Answer with the exact lines of the following material from the one containing "Find every instance of the brown" through the one containing "Find every instance of the bare", both end lines included.

- - - - - - -

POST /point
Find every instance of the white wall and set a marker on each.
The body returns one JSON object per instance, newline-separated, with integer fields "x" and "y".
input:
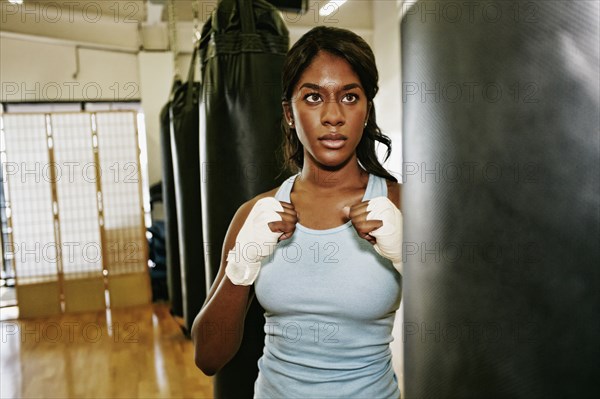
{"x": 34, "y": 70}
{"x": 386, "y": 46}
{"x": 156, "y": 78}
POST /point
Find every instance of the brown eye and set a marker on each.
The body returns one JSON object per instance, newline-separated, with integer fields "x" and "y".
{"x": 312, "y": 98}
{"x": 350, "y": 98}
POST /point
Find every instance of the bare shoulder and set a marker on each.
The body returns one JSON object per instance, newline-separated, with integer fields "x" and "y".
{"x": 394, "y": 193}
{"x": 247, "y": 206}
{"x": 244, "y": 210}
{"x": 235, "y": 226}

- - - - - - -

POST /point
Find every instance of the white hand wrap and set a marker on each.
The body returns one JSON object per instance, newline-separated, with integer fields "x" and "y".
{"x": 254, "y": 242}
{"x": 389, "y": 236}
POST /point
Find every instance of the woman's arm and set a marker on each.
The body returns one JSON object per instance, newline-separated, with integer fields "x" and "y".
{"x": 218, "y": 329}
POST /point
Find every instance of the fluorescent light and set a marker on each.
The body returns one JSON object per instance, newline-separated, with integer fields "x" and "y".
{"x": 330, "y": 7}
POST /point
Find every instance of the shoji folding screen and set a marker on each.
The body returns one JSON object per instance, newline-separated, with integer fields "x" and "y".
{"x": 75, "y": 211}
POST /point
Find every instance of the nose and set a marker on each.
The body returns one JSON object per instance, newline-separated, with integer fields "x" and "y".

- - - - - - -

Worked solution:
Find every instance of the brown eye and set a marker on each.
The body returns one JSON object per instance, newline-separated, with integer fields "x" and "y".
{"x": 312, "y": 98}
{"x": 350, "y": 98}
POST /point
Find every instance of the bare shoulder and set a marker on each.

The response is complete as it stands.